Return all the data exactly, keeping the pictures out.

■ Record set:
——

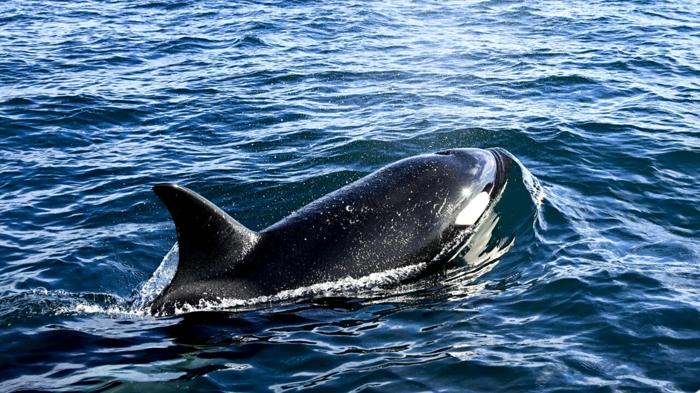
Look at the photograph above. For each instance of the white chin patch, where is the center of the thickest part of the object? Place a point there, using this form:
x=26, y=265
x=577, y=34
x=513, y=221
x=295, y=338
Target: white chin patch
x=474, y=209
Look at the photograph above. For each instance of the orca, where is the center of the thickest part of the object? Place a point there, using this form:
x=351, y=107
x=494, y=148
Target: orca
x=419, y=209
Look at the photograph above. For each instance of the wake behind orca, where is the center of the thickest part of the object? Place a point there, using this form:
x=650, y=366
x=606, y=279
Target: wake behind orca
x=421, y=209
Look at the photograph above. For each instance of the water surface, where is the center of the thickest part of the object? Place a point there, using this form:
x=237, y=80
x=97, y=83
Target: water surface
x=265, y=106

——

■ Output of the task:
Look at the photograph above. For each instance of the white chin patch, where is the center of the thickest part of the object? Place a point there, using this form:
x=26, y=265
x=577, y=34
x=513, y=221
x=295, y=338
Target: white chin patch
x=474, y=209
Look at the photograph above. For each instance of the orca, where is the center of the thickest part of the object? Place a point there, using this form:
x=351, y=107
x=494, y=148
Target: orca
x=419, y=209
Look at the photograph above. For each instance of the wake behind orca, where is the center of the thickest part of the object? Place a point there, using this form:
x=650, y=366
x=606, y=279
Target: wake behind orca
x=421, y=209
Look at the photograph above. For each instance of the water surface, where is the center of the thickest part of the object? Place a point there, using this form:
x=237, y=80
x=97, y=83
Target: water surface
x=265, y=106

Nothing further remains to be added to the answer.